• _THE PROBLEM_: Go to the line in the entries below that holds "written like (364,321)." and repeat exactly from there through the line that holds "written like (384,700).", inclusive.

Point-per-instance localization data:
____________
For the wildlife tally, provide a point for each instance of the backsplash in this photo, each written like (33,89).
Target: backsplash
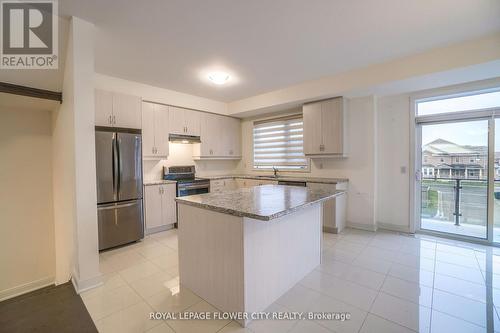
(182,154)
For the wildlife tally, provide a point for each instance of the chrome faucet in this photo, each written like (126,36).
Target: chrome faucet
(275,171)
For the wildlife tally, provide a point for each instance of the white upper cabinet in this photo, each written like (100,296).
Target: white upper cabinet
(148,129)
(324,128)
(155,118)
(117,110)
(103,108)
(192,119)
(184,121)
(220,138)
(176,121)
(162,113)
(234,130)
(210,131)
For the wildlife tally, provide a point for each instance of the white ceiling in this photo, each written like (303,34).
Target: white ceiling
(268,45)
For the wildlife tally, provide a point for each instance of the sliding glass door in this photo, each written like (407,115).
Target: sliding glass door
(457,164)
(454,182)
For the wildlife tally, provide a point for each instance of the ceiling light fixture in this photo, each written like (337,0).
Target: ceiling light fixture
(218,77)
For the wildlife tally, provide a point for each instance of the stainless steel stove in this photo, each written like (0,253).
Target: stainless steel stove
(187,183)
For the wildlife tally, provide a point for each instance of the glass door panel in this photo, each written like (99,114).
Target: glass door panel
(454,185)
(496,192)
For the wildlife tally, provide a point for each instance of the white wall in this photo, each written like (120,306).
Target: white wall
(158,95)
(182,154)
(393,155)
(27,224)
(359,167)
(438,67)
(75,197)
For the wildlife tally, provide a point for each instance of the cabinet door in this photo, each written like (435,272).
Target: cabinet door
(103,108)
(312,128)
(236,137)
(126,111)
(233,141)
(168,205)
(153,202)
(208,134)
(192,120)
(148,129)
(332,126)
(161,130)
(176,121)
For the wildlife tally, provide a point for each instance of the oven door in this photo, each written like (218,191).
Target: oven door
(192,189)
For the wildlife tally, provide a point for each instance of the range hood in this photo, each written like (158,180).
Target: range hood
(179,138)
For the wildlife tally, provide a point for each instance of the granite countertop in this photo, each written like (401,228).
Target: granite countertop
(158,182)
(282,178)
(266,202)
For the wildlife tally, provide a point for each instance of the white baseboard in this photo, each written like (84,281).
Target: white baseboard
(84,285)
(394,227)
(159,229)
(26,288)
(362,226)
(330,230)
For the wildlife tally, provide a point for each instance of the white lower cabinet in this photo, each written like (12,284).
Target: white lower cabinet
(334,210)
(160,207)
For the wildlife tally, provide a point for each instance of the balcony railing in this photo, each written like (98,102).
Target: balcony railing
(456,200)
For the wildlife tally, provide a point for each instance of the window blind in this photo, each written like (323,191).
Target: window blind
(279,143)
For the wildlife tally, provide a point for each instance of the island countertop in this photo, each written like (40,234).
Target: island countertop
(319,180)
(264,203)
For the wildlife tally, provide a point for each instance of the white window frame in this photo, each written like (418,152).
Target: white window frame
(415,140)
(307,167)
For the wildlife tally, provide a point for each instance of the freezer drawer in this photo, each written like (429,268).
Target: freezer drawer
(120,223)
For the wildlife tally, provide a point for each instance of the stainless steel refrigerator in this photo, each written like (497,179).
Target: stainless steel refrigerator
(119,186)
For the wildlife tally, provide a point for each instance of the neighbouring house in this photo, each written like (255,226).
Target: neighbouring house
(445,159)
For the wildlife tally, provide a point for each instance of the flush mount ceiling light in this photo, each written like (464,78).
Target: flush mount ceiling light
(218,77)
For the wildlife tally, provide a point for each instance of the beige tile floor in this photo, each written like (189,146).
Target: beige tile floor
(387,282)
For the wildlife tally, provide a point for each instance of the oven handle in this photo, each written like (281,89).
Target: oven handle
(193,187)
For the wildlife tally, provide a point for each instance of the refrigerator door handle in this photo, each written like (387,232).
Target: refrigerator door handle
(115,166)
(118,168)
(115,206)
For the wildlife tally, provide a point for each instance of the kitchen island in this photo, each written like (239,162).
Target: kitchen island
(242,249)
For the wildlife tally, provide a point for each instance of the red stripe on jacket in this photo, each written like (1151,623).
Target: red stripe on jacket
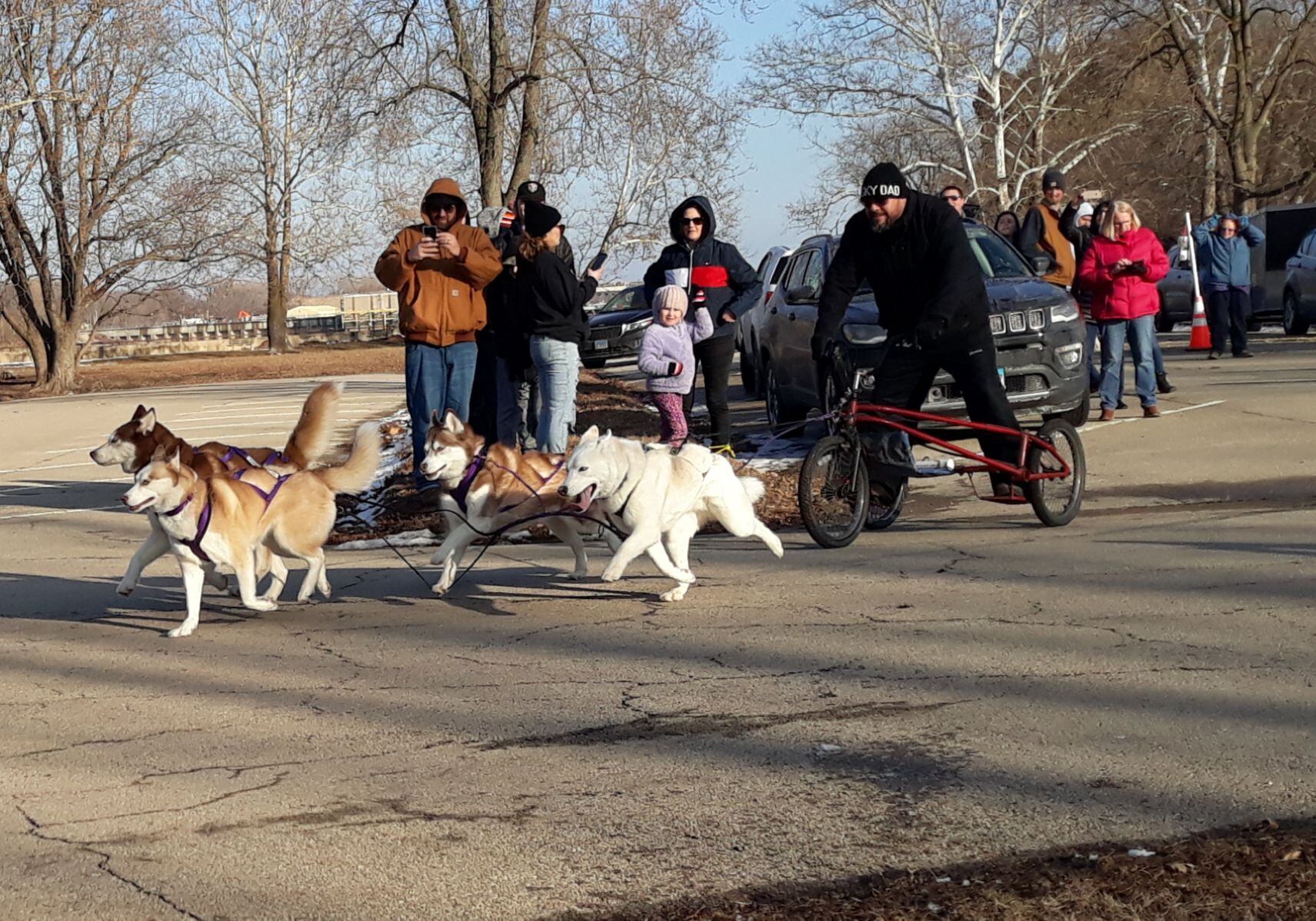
(708,277)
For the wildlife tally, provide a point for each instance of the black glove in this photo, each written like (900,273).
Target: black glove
(820,346)
(928,331)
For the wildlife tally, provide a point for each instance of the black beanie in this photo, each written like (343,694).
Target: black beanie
(540,218)
(885,181)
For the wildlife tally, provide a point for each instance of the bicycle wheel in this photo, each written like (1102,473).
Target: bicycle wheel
(1057,501)
(833,491)
(882,516)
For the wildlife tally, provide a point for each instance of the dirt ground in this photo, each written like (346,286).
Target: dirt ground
(1260,873)
(308,361)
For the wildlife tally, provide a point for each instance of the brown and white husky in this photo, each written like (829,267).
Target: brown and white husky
(231,523)
(144,438)
(491,486)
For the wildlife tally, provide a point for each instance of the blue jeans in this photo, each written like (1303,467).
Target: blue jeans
(558,364)
(438,378)
(1141,337)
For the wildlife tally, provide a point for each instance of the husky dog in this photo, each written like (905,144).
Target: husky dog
(228,523)
(662,499)
(144,438)
(492,486)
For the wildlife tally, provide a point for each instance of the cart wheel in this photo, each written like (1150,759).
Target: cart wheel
(833,491)
(881,516)
(1057,501)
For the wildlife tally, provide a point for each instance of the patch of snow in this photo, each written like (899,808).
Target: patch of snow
(407,538)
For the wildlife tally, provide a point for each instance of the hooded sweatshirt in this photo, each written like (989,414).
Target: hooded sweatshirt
(728,282)
(668,353)
(440,301)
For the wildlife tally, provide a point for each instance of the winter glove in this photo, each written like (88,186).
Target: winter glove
(928,332)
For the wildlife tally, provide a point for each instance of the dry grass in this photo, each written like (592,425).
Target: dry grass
(1262,873)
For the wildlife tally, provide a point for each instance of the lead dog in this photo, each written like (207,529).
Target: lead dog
(144,438)
(229,523)
(487,487)
(662,499)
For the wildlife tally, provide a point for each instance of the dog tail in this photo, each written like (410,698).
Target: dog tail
(311,434)
(358,470)
(755,488)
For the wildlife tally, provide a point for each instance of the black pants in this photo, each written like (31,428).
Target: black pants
(715,357)
(906,374)
(1227,312)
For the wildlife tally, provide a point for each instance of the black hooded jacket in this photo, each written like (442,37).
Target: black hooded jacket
(921,268)
(728,282)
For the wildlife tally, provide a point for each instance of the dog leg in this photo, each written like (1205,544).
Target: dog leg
(244,566)
(153,547)
(677,545)
(451,554)
(566,532)
(192,582)
(278,578)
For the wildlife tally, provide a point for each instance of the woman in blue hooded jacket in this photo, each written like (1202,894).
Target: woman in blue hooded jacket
(698,260)
(1224,262)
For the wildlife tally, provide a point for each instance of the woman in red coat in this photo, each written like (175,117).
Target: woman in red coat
(1121,268)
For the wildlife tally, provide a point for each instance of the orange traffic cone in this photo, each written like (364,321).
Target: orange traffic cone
(1201,338)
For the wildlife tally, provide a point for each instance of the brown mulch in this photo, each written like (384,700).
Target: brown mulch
(308,361)
(1260,873)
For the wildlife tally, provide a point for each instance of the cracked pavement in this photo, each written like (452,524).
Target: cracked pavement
(964,684)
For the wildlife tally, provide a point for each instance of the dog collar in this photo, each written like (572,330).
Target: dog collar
(468,477)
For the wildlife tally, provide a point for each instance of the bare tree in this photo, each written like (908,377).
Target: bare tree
(981,79)
(94,190)
(286,131)
(1244,62)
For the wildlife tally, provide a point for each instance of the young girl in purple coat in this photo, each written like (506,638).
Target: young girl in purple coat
(668,357)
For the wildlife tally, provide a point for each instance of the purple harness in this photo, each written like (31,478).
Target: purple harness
(203,524)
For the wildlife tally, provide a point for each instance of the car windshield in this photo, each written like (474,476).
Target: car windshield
(995,257)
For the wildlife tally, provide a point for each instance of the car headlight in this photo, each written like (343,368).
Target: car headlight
(1065,312)
(864,333)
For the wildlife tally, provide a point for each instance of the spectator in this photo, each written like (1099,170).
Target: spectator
(1225,266)
(668,357)
(1120,268)
(955,196)
(440,286)
(698,260)
(553,301)
(1007,225)
(1041,232)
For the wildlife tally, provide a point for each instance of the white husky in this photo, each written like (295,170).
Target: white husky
(662,499)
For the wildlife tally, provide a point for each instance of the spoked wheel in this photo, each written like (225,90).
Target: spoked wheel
(1057,501)
(833,491)
(882,515)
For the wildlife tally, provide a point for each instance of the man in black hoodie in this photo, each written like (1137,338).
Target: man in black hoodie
(931,296)
(699,261)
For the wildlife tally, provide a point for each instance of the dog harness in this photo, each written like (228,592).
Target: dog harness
(266,497)
(468,477)
(203,524)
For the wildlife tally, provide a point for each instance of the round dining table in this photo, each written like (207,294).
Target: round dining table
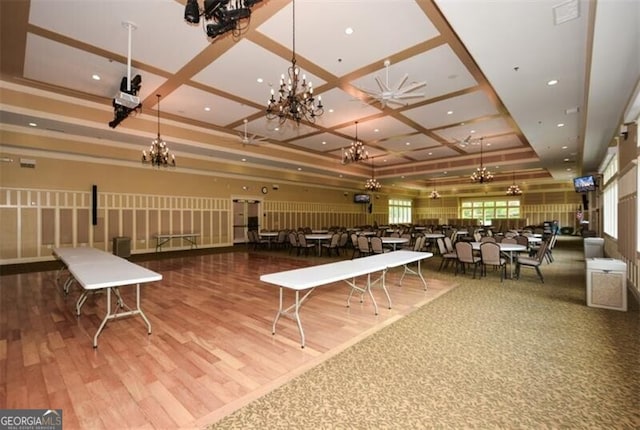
(318,237)
(507,248)
(388,240)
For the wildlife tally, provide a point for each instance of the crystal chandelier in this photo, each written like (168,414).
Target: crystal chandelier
(481,175)
(356,152)
(513,189)
(295,96)
(159,154)
(372,183)
(434,193)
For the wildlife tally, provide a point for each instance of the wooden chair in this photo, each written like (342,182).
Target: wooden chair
(490,256)
(446,256)
(534,262)
(464,251)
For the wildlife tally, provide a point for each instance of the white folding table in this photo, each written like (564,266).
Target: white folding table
(308,278)
(94,270)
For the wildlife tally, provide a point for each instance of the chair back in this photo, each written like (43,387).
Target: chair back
(335,239)
(449,244)
(376,245)
(441,246)
(490,253)
(464,250)
(293,240)
(363,244)
(542,250)
(522,240)
(344,238)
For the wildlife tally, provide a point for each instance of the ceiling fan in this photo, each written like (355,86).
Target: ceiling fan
(249,139)
(388,95)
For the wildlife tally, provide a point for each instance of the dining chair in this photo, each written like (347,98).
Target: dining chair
(490,256)
(464,252)
(293,243)
(534,262)
(303,244)
(446,256)
(354,244)
(376,246)
(332,245)
(364,248)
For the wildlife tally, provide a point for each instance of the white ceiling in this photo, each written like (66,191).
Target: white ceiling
(485,62)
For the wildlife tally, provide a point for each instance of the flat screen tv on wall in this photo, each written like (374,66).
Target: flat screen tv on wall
(361,198)
(584,184)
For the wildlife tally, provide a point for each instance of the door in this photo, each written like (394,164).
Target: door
(245,217)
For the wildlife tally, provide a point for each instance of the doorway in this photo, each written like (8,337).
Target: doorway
(246,216)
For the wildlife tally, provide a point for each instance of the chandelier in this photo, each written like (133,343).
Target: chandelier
(159,154)
(481,175)
(356,152)
(372,183)
(434,193)
(295,95)
(513,189)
____________
• _WRITTEN RESPONSE_:
For the wildlife tally, provide a point for each instance of the orange traffic cone in this photo, each written like (364,321).
Target: orange traffic cone
(1201,338)
For the wildlife tally, provide a point for each instance of the brown mulch in this photo, each written like (384,700).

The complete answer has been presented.